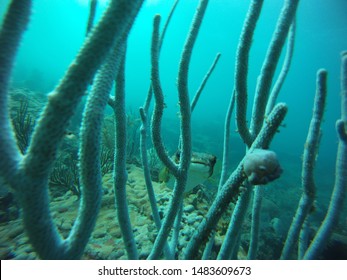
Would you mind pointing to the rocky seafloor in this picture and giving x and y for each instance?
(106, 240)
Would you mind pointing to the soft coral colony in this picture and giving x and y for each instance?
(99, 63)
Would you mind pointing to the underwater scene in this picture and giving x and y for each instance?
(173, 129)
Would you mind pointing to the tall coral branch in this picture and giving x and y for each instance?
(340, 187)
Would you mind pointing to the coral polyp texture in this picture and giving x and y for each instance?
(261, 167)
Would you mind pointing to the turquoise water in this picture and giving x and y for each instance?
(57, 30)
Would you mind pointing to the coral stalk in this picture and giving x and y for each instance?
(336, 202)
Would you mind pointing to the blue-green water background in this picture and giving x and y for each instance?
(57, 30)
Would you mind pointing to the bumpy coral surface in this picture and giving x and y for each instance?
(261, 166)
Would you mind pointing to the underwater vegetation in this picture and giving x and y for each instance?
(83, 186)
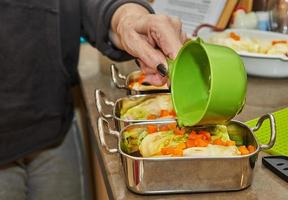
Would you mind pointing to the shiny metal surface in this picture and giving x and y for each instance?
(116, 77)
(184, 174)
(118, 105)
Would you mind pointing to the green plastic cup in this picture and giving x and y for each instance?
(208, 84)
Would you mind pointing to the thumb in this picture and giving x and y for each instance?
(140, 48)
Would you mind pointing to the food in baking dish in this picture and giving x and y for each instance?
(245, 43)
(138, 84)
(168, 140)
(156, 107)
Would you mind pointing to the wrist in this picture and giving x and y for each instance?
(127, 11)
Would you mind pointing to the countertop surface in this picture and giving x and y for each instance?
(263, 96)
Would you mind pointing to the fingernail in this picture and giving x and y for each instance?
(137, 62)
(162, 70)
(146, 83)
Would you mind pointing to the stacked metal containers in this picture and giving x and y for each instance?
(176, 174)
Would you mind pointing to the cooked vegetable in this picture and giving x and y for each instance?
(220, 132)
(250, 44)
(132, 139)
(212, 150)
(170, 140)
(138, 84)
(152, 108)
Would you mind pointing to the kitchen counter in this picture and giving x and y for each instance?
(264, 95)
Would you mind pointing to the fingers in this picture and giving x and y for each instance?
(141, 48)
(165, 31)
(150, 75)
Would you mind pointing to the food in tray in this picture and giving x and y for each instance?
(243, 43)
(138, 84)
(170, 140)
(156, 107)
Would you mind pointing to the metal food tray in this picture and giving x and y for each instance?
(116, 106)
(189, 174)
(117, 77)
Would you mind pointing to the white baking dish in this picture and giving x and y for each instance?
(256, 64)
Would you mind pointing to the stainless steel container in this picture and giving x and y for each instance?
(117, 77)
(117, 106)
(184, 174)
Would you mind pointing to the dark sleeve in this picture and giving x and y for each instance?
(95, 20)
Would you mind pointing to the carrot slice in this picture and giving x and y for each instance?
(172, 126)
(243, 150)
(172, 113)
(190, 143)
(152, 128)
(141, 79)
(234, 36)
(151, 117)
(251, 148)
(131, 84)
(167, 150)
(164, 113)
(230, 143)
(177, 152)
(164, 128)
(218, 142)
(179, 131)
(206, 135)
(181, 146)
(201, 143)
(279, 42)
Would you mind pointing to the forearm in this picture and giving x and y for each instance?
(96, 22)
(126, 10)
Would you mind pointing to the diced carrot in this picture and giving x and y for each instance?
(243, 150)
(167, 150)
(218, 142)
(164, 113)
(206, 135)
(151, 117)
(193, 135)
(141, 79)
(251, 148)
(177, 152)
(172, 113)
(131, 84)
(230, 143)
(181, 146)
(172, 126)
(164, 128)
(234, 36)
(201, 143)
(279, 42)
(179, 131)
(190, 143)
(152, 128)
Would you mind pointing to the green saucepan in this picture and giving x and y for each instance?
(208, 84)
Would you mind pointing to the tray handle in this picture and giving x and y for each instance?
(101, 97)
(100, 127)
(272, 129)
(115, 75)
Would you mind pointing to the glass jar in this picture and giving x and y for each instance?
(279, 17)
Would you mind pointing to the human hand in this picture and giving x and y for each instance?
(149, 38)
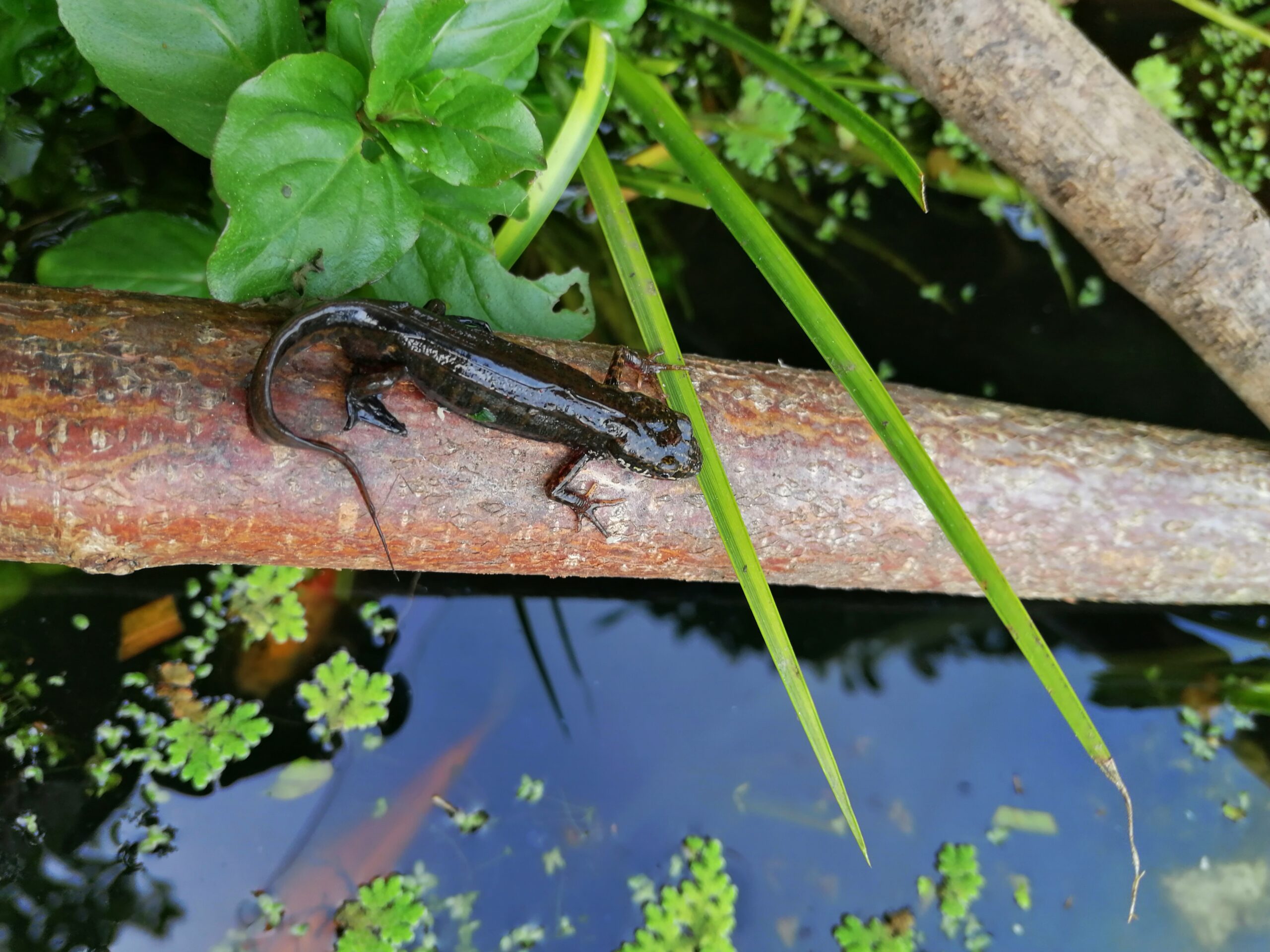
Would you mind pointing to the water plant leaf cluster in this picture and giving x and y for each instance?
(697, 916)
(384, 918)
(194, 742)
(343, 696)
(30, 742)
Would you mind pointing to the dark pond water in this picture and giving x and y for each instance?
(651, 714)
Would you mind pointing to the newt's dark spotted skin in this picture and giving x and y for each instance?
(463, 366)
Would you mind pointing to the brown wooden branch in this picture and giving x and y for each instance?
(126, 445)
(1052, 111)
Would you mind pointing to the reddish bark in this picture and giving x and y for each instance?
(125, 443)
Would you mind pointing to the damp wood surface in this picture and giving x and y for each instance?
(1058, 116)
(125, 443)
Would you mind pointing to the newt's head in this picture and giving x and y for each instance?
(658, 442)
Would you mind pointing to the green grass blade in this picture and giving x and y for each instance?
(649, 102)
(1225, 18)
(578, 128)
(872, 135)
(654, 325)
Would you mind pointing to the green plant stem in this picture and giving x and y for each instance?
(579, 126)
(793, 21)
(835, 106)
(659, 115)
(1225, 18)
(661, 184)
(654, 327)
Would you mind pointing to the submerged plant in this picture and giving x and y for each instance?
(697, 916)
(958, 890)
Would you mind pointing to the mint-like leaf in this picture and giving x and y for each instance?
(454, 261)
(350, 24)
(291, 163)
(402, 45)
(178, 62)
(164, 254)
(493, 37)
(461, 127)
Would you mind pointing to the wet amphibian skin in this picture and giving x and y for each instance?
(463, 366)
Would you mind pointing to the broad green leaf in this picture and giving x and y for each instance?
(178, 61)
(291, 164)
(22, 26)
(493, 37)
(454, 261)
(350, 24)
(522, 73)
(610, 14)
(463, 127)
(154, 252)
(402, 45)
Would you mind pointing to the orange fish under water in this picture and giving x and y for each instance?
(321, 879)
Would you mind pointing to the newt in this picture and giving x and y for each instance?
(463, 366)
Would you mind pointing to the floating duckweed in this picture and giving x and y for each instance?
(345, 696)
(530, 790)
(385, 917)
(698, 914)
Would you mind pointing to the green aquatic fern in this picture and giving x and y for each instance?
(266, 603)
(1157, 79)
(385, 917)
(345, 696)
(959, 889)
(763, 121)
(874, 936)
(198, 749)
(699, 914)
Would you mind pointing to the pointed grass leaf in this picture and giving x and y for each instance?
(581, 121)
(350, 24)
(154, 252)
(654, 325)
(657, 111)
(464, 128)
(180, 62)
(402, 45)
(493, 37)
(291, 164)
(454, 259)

--- Prompt ---
The records above must be transcribed exactly. Pictures are left out of the copy.

--- Reply to the exercise ---
Would you mind pointing to the rocky seafloor in this picture and giving x and y for each instance?
(106, 240)
Would you mind pointing to the soft coral colony in this picture and giving x and y for each instance?
(99, 63)
Would you mind pointing to the underwater scene in this picture and giving x and y for each instance?
(173, 129)
Would you mind pointing to the tall coral branch in this picture and giving x and y for each instance?
(340, 187)
Would you mind pointing to the coral polyp texture in this picture and giving x and y for each instance?
(261, 167)
Would you mind pointing to the turquoise water in this picture and giving x and y for each instance?
(57, 30)
Would you mind pointing to the coral stalk in this picture and giving x and y for each instance?
(336, 202)
Would you mind pointing to the blue-green water background in this picture and giving x and y for each instance?
(57, 30)
Would you mind pointing to the bumpy coral surface in this picture and giving x and y for each instance?
(261, 166)
Would you mind pointing to the underwater vegetation in this picture and giving x and y for each instance?
(83, 186)
Would you mind pointing to the shiny metal surface in this picture and giving x and y for each instance?
(116, 77)
(184, 174)
(118, 105)
Would you mind pointing to the green plastic cup in this picture and giving x and y for each instance?
(208, 84)
Would you mind pointing to the thumb in this picture and giving x and y for each instance?
(140, 48)
Would you mind pointing to the food in baking dish in this picture and giving x and y for each instance?
(245, 43)
(138, 84)
(168, 140)
(156, 107)
Would you mind pointing to the wrist in this picture and giving x and y for each instance?
(127, 11)
Would you mind pointing to the countertop surface in this picture and giving x and y for each instance?
(263, 96)
Would you mind pointing to the fingernail in this picture and giving x and y for each instance?
(137, 62)
(162, 70)
(146, 83)
Would you mind pointing to the stacked metal containers in this picture and giving x and y for each instance?
(176, 174)
Would you mind pointing to the cooked vegetable in this picture and giving x and y for each instance?
(220, 132)
(250, 44)
(132, 139)
(212, 150)
(170, 140)
(138, 84)
(152, 108)
Would you mind pointing to the kitchen counter in this picture and giving x and y for each instance?
(264, 95)
Would you mind pointing to the fingers in this picture and giving x and y for each instance?
(141, 48)
(165, 31)
(150, 75)
Would you mind pointing to the food in tray in this picture and giving x and y for each instance?
(243, 43)
(138, 84)
(170, 140)
(156, 107)
Would you mind pointing to the metal food tray in this picture and giving x and y for each instance?
(116, 106)
(189, 174)
(117, 77)
Would you mind pointing to the white baking dish in this picture and giving x and y for each instance?
(256, 64)
Would you mind pointing to the stainless steel container in this picture and giving x and y for each instance?
(117, 77)
(117, 106)
(184, 174)
Would you mind pointing to the dark sleeve in this picture and giving x and y for each instance?
(95, 20)
Would you mind pointing to the carrot slice in this picture and giving x and y for each instance?
(172, 126)
(243, 150)
(172, 113)
(190, 143)
(152, 128)
(141, 79)
(234, 36)
(151, 117)
(251, 148)
(131, 84)
(167, 150)
(164, 113)
(230, 143)
(177, 152)
(164, 128)
(218, 142)
(179, 131)
(206, 135)
(181, 146)
(201, 143)
(279, 42)
Would you mind pointing to the forearm in this picture and giving x and y for each instance?
(96, 22)
(126, 10)
Would you mind pointing to the diced carrot in this picture and giving x and y for each instance?
(243, 150)
(167, 150)
(218, 142)
(164, 113)
(206, 135)
(151, 117)
(193, 135)
(141, 79)
(251, 148)
(177, 152)
(172, 113)
(131, 84)
(230, 143)
(181, 146)
(172, 126)
(164, 128)
(234, 36)
(201, 143)
(279, 42)
(179, 131)
(190, 143)
(152, 128)
Would you mind pointing to the green saucepan in this picture and giving x and y for each instance?
(208, 84)
Would you mind pointing to the tray handle in this picture and giving x and y for each instance?
(101, 97)
(100, 127)
(272, 129)
(115, 75)
Would you mind pointing to the glass jar in this picture and giving x and y for each instance?
(279, 17)
Would you mind pointing to the human hand in this picture and giving x and y for each instance?
(149, 38)
Would you mind pointing to the water plant leaf cluster in this picture and giving x and y for each instance?
(697, 916)
(384, 918)
(194, 742)
(343, 696)
(30, 742)
Would you mind pointing to the dark pond water in this picture and giving x and y for each instance?
(651, 714)
Would you mind pointing to the newt's dark spotted skin in this picture and giving x and y for each instance?
(463, 366)
Would you mind pointing to the brown wooden branch in this picture and giving x and y for each instance?
(126, 445)
(1052, 111)
Would you mind pointing to the reddish bark in this picture and giving x and y for each instance?
(125, 443)
Would you mind pointing to the damp wood surface in this picture and giving x and y for each instance?
(1058, 116)
(125, 443)
Would you mind pointing to the newt's head in this picture and giving x and y for each instance?
(658, 442)
Would you mind pointing to the green grass blade in this picture and giving x and y for each instance?
(649, 102)
(1225, 18)
(578, 128)
(872, 135)
(654, 325)
Would you mind pointing to the green plant stem in this picture and giving x and y for each instance?
(579, 126)
(793, 21)
(835, 106)
(659, 115)
(1225, 18)
(661, 184)
(654, 327)
Would you mind pointing to the submerged plant in this picture and giving x and y for each instance?
(697, 916)
(958, 890)
Would you mind pointing to the mint-like leaf in this picture and giving x and y for each instance?
(454, 261)
(350, 24)
(291, 163)
(402, 45)
(178, 62)
(164, 254)
(493, 37)
(461, 127)
Would you mind pointing to the wet amphibian skin in this picture and giving x and y for each instance?
(463, 366)
Would you mind pointing to the broad green leaf in this picture and giving x and y for each instance?
(178, 61)
(291, 164)
(22, 26)
(493, 37)
(454, 261)
(350, 24)
(522, 73)
(610, 14)
(463, 127)
(154, 252)
(402, 45)
Would you mind pointing to the orange fish under water in this picture and giving x and y for each instance?
(321, 879)
Would you mind pointing to the newt in this picture and giving x and y for each instance?
(463, 366)
Would you mind pointing to the floating duckweed in this picture and giving x and y for each instance?
(345, 696)
(530, 790)
(385, 917)
(698, 914)
Would you mind pointing to the green aquatic fern in this picture and giving x and y for each instance?
(266, 603)
(1157, 79)
(385, 917)
(345, 696)
(959, 889)
(763, 121)
(874, 936)
(198, 749)
(699, 914)
Would you mind pointing to the pointed grass leaf in this picture and giving x and y for each instance?
(581, 121)
(350, 24)
(154, 252)
(654, 325)
(657, 111)
(464, 128)
(180, 62)
(402, 45)
(493, 37)
(291, 164)
(454, 259)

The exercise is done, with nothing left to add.